TASK ITEM | For the word "lift", return each line of the data in which it occurs.

Start of DATA TO USE

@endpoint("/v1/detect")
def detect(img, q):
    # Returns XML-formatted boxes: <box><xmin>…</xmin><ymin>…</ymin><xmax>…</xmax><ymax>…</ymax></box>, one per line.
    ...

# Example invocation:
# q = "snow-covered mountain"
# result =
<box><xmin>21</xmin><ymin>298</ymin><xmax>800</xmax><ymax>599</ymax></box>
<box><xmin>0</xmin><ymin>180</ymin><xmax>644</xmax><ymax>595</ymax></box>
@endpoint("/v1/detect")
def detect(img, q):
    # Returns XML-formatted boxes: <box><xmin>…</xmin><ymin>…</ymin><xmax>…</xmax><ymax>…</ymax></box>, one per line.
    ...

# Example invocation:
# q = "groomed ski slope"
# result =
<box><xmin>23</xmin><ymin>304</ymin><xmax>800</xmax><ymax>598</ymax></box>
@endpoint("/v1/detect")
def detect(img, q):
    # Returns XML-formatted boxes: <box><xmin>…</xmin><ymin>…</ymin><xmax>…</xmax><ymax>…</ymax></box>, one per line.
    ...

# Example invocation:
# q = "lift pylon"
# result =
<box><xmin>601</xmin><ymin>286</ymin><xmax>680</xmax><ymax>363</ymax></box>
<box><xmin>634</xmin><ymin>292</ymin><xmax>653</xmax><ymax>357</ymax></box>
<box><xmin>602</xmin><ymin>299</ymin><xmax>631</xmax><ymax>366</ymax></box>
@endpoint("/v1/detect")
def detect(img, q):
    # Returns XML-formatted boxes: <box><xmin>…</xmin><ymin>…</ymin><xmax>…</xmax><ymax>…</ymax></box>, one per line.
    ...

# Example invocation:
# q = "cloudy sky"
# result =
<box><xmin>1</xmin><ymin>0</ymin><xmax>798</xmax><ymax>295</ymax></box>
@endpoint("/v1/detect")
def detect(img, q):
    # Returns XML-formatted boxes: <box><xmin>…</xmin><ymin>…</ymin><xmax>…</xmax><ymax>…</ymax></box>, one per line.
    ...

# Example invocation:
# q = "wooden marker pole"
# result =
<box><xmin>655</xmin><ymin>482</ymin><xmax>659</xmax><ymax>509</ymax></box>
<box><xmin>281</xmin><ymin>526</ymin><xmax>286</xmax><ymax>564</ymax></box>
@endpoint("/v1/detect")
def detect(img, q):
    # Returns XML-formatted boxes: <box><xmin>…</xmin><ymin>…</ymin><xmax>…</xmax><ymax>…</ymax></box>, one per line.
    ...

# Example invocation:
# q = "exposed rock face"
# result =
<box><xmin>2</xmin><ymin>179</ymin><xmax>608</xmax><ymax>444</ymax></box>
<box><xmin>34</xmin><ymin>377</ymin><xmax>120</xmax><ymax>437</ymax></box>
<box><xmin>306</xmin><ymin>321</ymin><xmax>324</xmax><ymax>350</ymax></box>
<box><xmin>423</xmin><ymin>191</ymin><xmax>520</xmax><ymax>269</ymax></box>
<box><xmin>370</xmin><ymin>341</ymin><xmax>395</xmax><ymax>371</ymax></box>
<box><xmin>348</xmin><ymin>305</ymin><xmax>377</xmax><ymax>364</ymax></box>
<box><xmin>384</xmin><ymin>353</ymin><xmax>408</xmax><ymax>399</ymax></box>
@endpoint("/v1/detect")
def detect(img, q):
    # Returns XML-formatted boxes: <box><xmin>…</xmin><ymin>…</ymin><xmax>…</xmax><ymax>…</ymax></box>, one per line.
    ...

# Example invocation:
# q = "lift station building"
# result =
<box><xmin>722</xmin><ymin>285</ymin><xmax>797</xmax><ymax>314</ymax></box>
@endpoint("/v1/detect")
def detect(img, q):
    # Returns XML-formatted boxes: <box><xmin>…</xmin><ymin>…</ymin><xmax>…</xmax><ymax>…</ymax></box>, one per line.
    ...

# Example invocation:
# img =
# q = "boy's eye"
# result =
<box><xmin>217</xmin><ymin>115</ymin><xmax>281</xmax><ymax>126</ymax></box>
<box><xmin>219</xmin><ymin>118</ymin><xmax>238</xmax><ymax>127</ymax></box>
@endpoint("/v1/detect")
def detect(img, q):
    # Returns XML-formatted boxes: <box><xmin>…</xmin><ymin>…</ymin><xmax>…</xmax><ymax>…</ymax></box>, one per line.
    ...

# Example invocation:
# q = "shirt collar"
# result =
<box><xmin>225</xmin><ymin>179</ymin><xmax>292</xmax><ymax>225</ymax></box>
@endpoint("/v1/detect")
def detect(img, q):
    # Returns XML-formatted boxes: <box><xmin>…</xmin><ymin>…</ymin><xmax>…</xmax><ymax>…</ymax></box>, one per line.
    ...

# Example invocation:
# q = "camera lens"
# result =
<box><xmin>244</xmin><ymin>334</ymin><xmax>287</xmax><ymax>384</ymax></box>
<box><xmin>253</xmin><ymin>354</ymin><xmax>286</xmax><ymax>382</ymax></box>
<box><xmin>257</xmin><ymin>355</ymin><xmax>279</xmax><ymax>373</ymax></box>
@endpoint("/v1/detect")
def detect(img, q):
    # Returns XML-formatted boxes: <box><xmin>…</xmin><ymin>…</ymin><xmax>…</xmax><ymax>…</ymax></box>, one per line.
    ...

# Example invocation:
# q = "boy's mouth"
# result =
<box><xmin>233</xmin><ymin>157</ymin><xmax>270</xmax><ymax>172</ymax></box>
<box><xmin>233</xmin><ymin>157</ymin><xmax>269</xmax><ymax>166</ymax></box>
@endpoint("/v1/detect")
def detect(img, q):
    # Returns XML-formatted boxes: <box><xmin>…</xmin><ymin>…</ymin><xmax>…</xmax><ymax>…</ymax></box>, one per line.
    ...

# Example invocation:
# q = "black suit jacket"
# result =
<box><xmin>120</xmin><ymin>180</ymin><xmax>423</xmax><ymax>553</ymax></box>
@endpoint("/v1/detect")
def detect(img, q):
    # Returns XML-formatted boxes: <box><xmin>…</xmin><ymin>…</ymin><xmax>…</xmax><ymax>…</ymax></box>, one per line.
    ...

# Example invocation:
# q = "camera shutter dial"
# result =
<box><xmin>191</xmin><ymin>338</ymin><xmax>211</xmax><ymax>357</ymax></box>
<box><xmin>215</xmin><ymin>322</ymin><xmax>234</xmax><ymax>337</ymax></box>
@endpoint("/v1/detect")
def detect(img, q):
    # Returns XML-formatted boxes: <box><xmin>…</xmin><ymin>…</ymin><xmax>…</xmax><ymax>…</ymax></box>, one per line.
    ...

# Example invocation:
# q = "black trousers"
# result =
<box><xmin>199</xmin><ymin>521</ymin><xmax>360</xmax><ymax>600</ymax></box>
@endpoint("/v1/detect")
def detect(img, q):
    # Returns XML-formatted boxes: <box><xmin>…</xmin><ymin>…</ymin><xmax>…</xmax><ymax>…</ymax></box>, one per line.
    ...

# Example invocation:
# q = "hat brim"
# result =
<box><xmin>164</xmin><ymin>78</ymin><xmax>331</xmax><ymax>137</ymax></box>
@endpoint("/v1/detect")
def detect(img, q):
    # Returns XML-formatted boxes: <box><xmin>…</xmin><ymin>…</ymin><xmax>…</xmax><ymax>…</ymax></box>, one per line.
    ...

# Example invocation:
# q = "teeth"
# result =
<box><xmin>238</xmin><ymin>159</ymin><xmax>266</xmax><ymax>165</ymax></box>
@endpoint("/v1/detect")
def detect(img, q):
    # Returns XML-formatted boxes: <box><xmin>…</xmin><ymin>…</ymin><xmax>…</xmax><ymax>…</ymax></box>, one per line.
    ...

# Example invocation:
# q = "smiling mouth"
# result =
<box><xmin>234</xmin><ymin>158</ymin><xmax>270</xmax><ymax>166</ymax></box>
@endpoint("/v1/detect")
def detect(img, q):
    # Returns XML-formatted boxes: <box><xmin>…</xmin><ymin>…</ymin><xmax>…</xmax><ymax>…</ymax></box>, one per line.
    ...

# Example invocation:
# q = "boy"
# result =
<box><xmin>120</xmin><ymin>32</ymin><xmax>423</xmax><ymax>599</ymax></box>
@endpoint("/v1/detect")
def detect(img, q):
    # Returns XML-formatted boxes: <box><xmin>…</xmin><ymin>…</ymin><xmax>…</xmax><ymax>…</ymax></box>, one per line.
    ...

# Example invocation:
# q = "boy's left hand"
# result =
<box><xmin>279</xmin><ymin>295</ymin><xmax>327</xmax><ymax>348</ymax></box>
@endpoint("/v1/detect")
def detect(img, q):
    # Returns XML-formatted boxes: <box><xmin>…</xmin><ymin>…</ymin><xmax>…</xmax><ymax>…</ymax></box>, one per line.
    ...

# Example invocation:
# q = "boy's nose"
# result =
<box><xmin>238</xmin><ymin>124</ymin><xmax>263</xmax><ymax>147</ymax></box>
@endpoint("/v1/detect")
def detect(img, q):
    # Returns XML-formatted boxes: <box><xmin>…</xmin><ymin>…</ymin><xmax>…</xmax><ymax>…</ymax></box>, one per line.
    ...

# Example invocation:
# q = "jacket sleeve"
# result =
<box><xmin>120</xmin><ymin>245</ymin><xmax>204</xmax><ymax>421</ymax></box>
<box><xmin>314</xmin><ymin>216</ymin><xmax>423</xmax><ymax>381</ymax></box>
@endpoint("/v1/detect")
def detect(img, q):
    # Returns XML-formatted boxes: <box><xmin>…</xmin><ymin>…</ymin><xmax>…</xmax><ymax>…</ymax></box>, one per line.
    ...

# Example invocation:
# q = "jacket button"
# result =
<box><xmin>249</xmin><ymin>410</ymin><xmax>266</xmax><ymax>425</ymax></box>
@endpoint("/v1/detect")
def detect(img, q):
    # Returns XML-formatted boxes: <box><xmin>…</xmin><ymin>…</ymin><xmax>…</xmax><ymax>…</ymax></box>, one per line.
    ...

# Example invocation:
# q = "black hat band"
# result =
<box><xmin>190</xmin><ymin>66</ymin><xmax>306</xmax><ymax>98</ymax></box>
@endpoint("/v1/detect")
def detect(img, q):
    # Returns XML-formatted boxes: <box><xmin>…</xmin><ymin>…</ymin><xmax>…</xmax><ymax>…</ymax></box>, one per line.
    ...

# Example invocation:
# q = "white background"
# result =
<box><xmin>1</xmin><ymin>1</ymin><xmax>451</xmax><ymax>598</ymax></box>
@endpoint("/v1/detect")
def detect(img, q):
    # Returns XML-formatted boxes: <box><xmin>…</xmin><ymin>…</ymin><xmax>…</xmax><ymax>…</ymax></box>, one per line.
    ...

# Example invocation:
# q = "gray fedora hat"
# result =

End of DATA TO USE

OUTPUT OF THE EXERCISE |
# q = "lift pylon"
# q = "lift station building"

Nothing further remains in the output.